--- Begin Input rows ---
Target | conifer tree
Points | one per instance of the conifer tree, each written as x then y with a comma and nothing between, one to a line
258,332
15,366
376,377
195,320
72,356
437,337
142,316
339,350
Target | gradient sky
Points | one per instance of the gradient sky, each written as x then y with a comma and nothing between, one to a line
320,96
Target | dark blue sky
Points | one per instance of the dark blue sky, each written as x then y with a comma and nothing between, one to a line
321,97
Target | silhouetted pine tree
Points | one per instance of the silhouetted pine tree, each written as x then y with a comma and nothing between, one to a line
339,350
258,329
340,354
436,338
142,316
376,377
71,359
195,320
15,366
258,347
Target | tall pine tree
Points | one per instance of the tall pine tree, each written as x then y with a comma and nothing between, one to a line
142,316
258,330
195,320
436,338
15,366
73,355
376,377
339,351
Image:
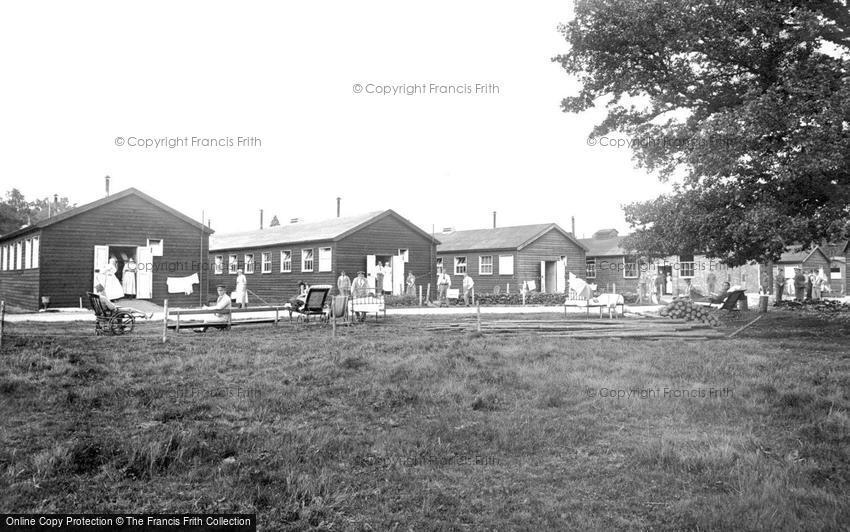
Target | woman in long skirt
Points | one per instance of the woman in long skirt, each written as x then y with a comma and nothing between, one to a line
112,288
241,292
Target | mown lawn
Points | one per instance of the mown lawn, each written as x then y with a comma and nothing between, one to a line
387,427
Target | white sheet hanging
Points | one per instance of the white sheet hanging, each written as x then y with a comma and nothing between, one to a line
182,284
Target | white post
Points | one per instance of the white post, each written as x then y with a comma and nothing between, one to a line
164,319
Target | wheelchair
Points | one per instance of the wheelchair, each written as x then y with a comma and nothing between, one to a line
116,322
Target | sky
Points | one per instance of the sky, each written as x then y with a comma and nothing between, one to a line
89,88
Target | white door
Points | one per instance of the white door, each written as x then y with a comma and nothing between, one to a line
370,271
144,273
560,276
398,275
542,276
101,261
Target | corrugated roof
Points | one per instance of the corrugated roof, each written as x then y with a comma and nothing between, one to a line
604,247
103,201
515,237
321,230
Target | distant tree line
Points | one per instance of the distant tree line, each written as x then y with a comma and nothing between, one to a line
16,211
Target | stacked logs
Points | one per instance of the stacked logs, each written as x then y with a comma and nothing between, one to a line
686,310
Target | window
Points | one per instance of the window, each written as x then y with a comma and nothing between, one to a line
285,261
325,259
629,270
590,268
485,265
156,246
506,264
306,260
460,265
35,251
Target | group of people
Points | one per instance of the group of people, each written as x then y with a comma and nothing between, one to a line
804,286
108,276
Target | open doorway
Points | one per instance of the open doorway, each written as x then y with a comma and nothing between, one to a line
665,279
553,276
389,269
124,271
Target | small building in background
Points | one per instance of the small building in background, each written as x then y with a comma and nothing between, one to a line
274,260
505,257
59,259
613,267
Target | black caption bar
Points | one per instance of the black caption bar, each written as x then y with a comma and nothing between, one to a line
130,522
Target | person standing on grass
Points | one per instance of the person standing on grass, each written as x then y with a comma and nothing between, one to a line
343,284
444,282
241,292
780,283
799,284
360,289
411,284
468,283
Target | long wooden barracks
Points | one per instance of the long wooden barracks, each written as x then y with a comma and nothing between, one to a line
59,259
275,259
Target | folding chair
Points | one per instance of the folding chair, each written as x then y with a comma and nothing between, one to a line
339,309
314,305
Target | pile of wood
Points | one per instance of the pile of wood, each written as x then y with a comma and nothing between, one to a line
646,329
686,310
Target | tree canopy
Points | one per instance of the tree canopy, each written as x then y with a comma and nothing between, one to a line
743,105
16,211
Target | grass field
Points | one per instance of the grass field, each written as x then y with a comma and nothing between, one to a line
388,428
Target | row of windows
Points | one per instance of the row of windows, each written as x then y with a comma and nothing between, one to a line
22,255
630,269
485,265
307,262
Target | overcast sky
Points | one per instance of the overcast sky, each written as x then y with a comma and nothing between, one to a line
78,75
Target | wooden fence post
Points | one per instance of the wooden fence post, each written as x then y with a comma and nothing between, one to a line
2,320
164,320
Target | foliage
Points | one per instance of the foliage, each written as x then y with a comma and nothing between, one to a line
744,104
16,211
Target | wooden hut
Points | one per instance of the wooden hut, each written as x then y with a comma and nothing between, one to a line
507,257
274,260
61,258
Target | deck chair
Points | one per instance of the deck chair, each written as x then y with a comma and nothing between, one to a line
339,309
116,322
314,305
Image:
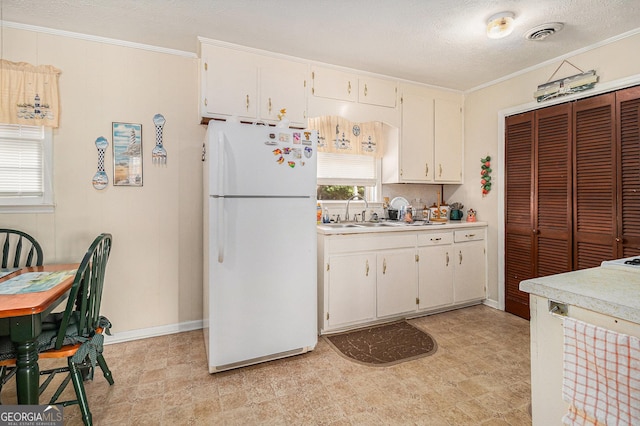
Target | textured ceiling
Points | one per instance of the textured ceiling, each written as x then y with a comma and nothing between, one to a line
438,42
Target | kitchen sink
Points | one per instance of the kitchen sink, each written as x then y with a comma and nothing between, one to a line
340,225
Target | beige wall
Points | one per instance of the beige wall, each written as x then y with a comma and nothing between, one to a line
154,276
484,109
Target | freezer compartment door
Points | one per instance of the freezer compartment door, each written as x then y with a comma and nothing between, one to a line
249,160
262,289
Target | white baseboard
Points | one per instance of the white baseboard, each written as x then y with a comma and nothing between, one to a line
143,333
492,304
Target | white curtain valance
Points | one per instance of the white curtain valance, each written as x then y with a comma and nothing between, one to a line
29,94
341,136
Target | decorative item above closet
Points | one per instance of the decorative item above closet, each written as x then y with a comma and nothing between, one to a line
566,86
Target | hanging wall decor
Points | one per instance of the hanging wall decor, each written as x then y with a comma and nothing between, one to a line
127,154
100,179
159,154
485,174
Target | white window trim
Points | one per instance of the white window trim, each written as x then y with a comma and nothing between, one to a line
373,193
44,203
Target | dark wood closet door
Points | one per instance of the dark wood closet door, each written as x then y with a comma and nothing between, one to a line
595,202
553,186
628,113
519,188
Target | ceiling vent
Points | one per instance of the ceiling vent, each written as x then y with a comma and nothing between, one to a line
543,31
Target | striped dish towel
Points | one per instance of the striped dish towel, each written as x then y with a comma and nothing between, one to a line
601,379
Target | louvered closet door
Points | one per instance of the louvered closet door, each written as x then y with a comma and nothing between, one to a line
594,227
519,264
552,196
628,113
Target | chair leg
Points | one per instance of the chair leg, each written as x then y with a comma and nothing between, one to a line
76,379
105,369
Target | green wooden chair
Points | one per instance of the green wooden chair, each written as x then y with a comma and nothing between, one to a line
77,333
19,249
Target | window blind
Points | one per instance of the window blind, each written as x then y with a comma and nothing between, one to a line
21,161
343,169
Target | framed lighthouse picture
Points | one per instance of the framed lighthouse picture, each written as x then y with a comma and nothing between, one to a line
127,154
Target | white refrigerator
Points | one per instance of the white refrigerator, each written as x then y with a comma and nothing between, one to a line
--- End Input rows ---
(Written exercise): Write out the listing word for word, omitting the pictures it holds.

(Final result):
Target | conifer tree
Points | one per instance of the conifer tree, each written as x then y with a comma and nothing between, one to a line
258,332
15,366
376,377
195,320
72,356
437,337
142,316
339,350
Target | gradient sky
Points | one per instance of the gradient sky, each written as x then y with a comma and nothing between, one to a line
320,96
Target | dark blue sky
Points | one per instance of the dark blue sky, each written as x then y with a comma and nothing between, one to a line
321,97
Target | silhouetted pine tree
Points | one per instance of the silhouetted pine tree, each written as x then y with a comma and nothing between, one to a line
339,350
258,329
340,354
436,338
142,316
376,377
71,359
195,320
15,366
258,347
Target | tall pine tree
Points | one per instance of the tall pine tree, each written as x then y with a comma and nothing between, one to a line
142,316
258,330
195,320
436,338
15,366
73,355
376,377
339,351
Image:
Target | woman in long skirt
Points | one per instance of the woman in long skirt, each written as x then y with a comma and nothing between, one to a line
112,288
241,292
Target | mown lawn
Points | one per instance of the mown lawn, each written as x then y with a comma and nothing between, one to a line
387,427
Target | white sheet hanging
Points | one per instance of the white sheet hanging, each written as x then y with a comma and nothing between, one to a line
182,284
Target | white post
Points | one per instance of the white post, each written as x then y with a comma and nothing between, one to a line
164,319
Target | wheelchair
Points | one per instance of the wheelchair, each written as x then y with a comma and nothing between, one to a line
116,322
Target | sky
Points | one per instance of the sky, each written as x then y with a comma and nothing between, one to a line
89,88
Target | white door
Points | one per instance of the white door, each written as x then y with a comma and nothing between, one to a line
370,271
144,273
560,276
398,275
542,276
101,261
Target | corrugated roof
Points | one per instance of the corrugated roof, each written as x then y with a comma and nothing between, one to a line
604,247
103,201
515,237
321,230
Target | distant tree line
Points | one per instance of the distant tree line, each written as x then y with a comma and nothing between, one to a line
16,211
Target | stacked logs
Points | one per instance of the stacked logs, each written as x then y with a comma and nothing between, one to a line
686,310
Target | window
Points | one per instance of the window, each written as x then y with a comma and nothing between, one to a line
285,261
325,259
629,270
590,268
485,265
156,246
506,264
306,260
460,265
35,251
Target | group of people
Points | one per instance of the group of people, each written as x then y with a comma and nothing between, one to a line
804,286
108,276
Target | open doorway
Points | one per instance of the open doorway, each written as x then y with a comma and nothing between, one to a line
665,279
553,276
389,269
124,271
Target | small building in background
Points | one per instance of the small building in background, each written as x then y with a comma and nothing between, one to a line
274,260
505,257
59,259
613,267
Target | black caption bar
Points | one per instance of the black caption bar, each written as x then y with a comma and nothing between, one to a line
130,522
Target | person standing on grass
Points | one per instance of the person standing on grass, each written as x then y with a comma and nothing between, one to a line
343,284
444,282
241,292
780,283
799,284
360,289
411,284
468,283
Target | long wooden barracks
Points | one per instance of the long wooden barracks, each written as x then y with a comma and nothing between, one to a line
59,259
275,259
Target | folding chair
Points | one per instance of the folding chair, each written as x then y with a comma and nothing between, one to a line
339,309
314,305
Target | pile of wood
Points | one per instance of the pile of wood, each written as x then y with a comma and nothing between, one to a line
646,329
686,310
Target | tree canopy
Points | one per instance of the tree canopy, each written as x then y with a comma and nothing between, one to a line
743,105
16,211
Target | grass field
Points | one per instance of the grass field, each written as x then y with a comma and nothing between, one to a line
388,428
Target | row of windows
Points | one per instance of the row of windows, each written as x then y with a comma and nothing between, one to a line
22,255
630,269
485,265
307,262
Target | overcast sky
Points | one per instance of the overcast sky, each written as x then y with a comma and nothing between, one to a line
78,75
Target | wooden fence post
Points | one per instance of the wooden fence post, each written as x then y with a comma and nothing between, one to a line
2,320
164,320
Target | foliage
Points | one per instance of the foliage, each written as x then y with a comma and nothing between, one to a line
744,104
16,211
Target | wooden hut
Points | one per instance of the wooden hut, each written as x then y with a comma and nothing between, one to a line
507,257
274,260
61,258
Target | deck chair
Points | one per instance of the deck chair, each written as x then y with a comma and nothing between, one to a line
339,309
116,322
314,305
Image:
Target | textured ceiling
Points | one per instance of the textured ceiling, each written as x then y with a comma and nothing between, one to a line
438,42
Target | kitchen sink
Points | one per instance of the kitchen sink, each written as x then y with a comma and nothing between, one to a line
340,225
Target | beige wall
Points | one per instance of the beige wall, each written as x then y with a comma and nothing between, one to a line
154,276
484,109
Target | freezer compartment door
Points | one per instance of the freezer compartment door, each written as x then y with a comma and nothing between, one to a line
249,160
262,289
Target | white baseboard
Points | one per instance of the white baseboard, each written as x then y with a comma and nothing between, one to a line
143,333
492,304
Target | white curtain valance
Points | one per instance of the white curtain valance, each written as x then y with a comma and nothing between, one to a line
29,94
341,136
Target | decorative item above closet
Points | one per instance of the decorative item above closet, each written as x then y with a comma and nothing between, one to a line
566,86
Target | hanging wall decor
Points | one per instance of the hanging wall decor, each written as x then y with a comma and nothing between, one to a line
127,154
100,179
159,154
485,174
Target | white window trim
Points | one per instance of the white window trim, each written as x then y with a comma and nothing between, one to a line
373,193
44,203
Target | dark wood closet door
Points | one per instance of the dark wood closet door, each written as x then y with a comma and nothing between, one to a line
595,202
553,186
628,113
519,188
Target | ceiling vent
Points | one per instance of the ceiling vent, each written as x then y with a comma and nothing between, one to a line
543,31
Target | striped dish towel
Points | one per instance of the striped dish towel, each written as x then y with a comma and nothing between, one to a line
601,379
Target | louvered closet door
Points | one per instance of the louvered closet door, each written as x then y with a comma and nothing between, one to a line
594,227
519,264
552,196
628,113
Target | chair leg
Points | one per instance of the chair leg, each written as x then y with a comma and nothing between, one to a line
76,379
105,369
Target | green wooden chair
Points | one per instance of the green wooden chair, each written as x then y with a comma and nothing between, one to a line
77,333
19,249
Target | window blind
Points | one per instance of the window blind, each written as x then y with a comma and nothing between, one to a line
21,161
343,169
Target | framed lighthouse picture
Points | one per instance of the framed lighthouse picture, each written as x then y with a comma and nothing between, one to a line
127,154
Target | white refrigerator
Points | one per instance of the white refrigerator, each written as x then y with a comma and nothing between, one to a line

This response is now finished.